Ayağa ne zaman kalkacağız?
Çok düşündüm ama sanırım en doğrusu bu:
Politikada gündemi biz belirleyemiyoruz!
Gündemi kaybettik!
En azından 2 yıldır.
Cumhurbaşkanlığı seçiminin açtığı yaralar ve eğreti kurulan bir hükümetlerle ilerliyor bu toplum…
Sosyal medya dırdırları dışında halk hareketi yok açıkçası!
Seçimin açtığı derin yaralar hâlâ kanarken önümüzde bir genel bir de yerel seçim beliriyor yavaş yavaş…
Tam olarak nerede miyiz şimdi?
Cumhurbaşkanlığı seçiminin ertesi günündeyiz.
Demokratik olarak tam da oradayız hâlâ.
Bir adım ileriye gidemedik, demokrasi kavgasında yerimizde sayıyoruz.
***
Son 6 aydır hangi konuları tartışarak seçime yol alıyoruz farkında mısınız?
Kesilen elektrikleri…
UBP’nin iktidar kavgalarını… Atılan adımların yargından dönmesini… İskele’deki talanı…
Pahalılığı, yangınları… Yasadışı halleri… Bunlardan daha kötülerini seçimden önce de konuştuk?
Sonuç ne oldu?
Fiyasko!
“Seçime Türkiye müdahale etti” diyeceksiniz.
Evet etti!
Sadece müdahale ile mi oldu?
Bizim millet de gidip tıpış tıpış UBP’ye oy vermedi mi?
Her seçimde yaptığı gibi verdi!
Peki bunca çirkinliğe rağmen yine mi UBP kazanacak?
Üzerine yolsuzluk gündemleri oluşturulan, hatta rüşvet iddiaları ile muhalefetin bizzat gündem yaptığı dokunulmazlığı kaldırılan UBP lideri Özgürgün bir önceki seçimin de galibi değil mi?

> [Görevin amacı]
Yukarıdaki yazıya göre şu soruları kısaca cevaplayın:
1. Gündem en azından kaç yıldır kaybedilmiş?
2. Demokratik olarak şu an hangi gündeyiz?
3. Dokunulmazlığı kaldırılan UBP liderinin adı ne?

> [Verilen bilgiler]
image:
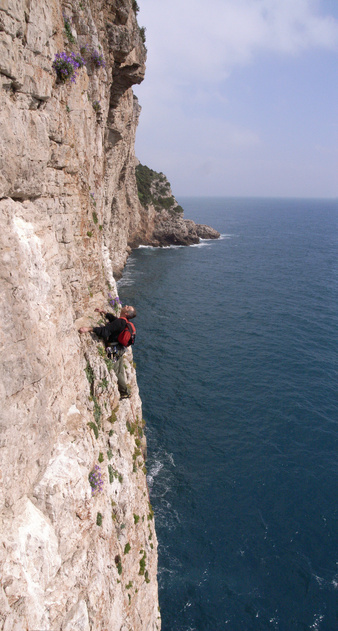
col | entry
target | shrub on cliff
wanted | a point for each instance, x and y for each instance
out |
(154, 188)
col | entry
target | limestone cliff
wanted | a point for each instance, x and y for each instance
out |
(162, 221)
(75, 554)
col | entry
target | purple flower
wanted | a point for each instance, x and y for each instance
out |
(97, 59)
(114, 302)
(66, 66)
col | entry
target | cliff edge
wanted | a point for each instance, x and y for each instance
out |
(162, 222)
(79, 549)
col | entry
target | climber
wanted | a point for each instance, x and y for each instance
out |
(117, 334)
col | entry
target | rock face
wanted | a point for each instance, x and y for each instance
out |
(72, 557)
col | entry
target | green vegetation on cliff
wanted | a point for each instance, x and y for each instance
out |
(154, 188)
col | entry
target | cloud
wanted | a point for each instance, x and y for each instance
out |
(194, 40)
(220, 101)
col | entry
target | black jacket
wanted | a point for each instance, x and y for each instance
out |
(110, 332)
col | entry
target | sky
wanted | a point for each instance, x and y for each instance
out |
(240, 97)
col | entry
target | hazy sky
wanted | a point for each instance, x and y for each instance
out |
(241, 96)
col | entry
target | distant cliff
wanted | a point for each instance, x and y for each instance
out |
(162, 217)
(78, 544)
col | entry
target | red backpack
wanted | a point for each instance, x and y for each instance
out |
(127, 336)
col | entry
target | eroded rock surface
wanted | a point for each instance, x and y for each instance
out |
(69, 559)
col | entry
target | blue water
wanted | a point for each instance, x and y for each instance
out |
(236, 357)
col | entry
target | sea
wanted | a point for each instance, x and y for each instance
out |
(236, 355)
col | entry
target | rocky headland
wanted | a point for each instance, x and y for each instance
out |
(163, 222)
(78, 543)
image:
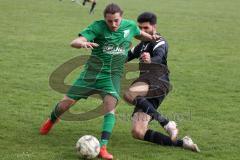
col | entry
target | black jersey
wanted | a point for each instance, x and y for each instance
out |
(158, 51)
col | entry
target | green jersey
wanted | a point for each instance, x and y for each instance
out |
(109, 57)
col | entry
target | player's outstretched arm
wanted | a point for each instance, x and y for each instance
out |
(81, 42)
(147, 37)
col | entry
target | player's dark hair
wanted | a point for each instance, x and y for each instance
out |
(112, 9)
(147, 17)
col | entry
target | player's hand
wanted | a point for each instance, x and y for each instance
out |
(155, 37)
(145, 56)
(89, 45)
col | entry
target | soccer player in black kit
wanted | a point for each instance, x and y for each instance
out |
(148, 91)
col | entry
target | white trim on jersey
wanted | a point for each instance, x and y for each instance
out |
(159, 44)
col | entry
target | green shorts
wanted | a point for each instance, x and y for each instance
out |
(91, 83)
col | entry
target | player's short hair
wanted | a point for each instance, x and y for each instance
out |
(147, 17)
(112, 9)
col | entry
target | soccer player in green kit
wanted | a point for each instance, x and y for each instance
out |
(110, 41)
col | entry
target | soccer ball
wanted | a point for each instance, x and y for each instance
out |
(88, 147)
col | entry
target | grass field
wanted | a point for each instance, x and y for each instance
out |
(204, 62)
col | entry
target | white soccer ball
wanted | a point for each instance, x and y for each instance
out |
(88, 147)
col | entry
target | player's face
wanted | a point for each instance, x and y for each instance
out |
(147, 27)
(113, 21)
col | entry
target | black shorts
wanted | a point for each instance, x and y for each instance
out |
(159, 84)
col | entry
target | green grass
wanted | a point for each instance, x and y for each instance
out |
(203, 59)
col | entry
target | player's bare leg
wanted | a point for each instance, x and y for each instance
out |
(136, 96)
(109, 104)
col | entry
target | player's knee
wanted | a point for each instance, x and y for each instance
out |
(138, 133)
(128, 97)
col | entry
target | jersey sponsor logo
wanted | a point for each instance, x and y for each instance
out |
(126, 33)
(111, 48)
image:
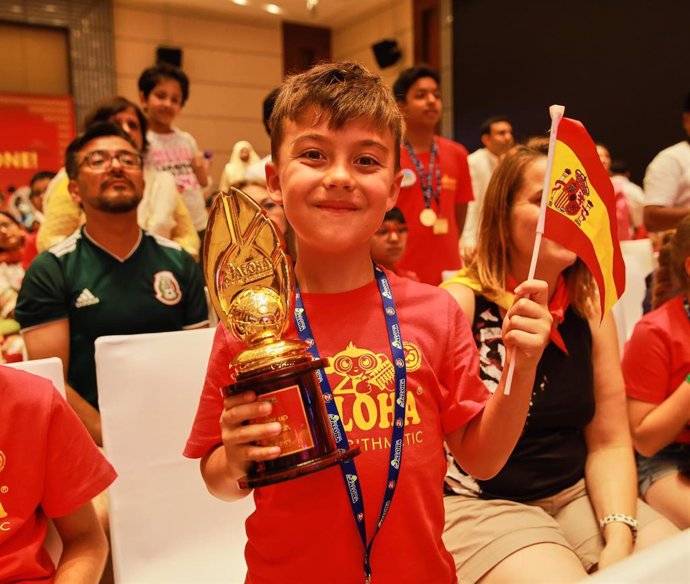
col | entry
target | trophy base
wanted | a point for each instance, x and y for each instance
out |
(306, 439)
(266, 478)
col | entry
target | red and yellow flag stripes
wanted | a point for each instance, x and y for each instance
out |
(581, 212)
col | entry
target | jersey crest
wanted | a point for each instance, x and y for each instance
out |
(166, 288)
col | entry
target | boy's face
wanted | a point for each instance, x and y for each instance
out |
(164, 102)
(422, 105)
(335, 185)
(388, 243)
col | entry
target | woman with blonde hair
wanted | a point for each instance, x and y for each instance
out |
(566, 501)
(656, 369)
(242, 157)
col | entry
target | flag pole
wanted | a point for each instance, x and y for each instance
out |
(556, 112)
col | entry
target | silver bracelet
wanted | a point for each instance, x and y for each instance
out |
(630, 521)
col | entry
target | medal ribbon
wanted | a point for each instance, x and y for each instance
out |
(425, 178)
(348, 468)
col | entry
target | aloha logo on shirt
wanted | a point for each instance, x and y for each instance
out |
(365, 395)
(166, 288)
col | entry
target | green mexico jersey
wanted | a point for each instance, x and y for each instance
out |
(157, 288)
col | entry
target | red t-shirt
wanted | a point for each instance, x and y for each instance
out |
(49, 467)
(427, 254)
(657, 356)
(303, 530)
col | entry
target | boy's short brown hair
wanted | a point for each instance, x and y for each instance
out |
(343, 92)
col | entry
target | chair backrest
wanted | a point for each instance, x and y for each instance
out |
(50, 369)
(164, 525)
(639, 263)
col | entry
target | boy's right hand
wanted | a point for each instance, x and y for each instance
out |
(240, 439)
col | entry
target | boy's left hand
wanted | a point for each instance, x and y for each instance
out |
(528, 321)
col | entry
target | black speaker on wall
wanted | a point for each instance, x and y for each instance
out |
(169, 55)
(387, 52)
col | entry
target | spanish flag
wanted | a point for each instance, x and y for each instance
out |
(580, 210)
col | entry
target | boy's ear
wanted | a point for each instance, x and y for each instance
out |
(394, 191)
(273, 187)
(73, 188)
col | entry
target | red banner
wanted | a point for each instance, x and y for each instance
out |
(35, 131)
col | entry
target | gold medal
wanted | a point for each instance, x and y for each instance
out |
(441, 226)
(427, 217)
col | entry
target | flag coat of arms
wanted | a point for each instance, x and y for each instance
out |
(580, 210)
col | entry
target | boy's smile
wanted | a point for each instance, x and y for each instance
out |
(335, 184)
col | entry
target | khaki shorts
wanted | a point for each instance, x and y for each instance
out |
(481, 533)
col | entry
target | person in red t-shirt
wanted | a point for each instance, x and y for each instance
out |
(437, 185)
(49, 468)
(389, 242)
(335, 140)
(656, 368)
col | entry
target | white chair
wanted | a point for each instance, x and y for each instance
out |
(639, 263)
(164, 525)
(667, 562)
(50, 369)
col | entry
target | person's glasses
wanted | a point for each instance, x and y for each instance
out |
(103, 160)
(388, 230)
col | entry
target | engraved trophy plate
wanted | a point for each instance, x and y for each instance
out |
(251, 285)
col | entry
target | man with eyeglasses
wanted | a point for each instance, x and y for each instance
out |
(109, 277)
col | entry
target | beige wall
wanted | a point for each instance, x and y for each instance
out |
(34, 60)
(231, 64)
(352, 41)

> [Örnek cevap]
1. En azından 2 yıldır.
2. Cumhurbaşkanlığı seçiminin ertesi günündeyiz.
3. Özgürgün.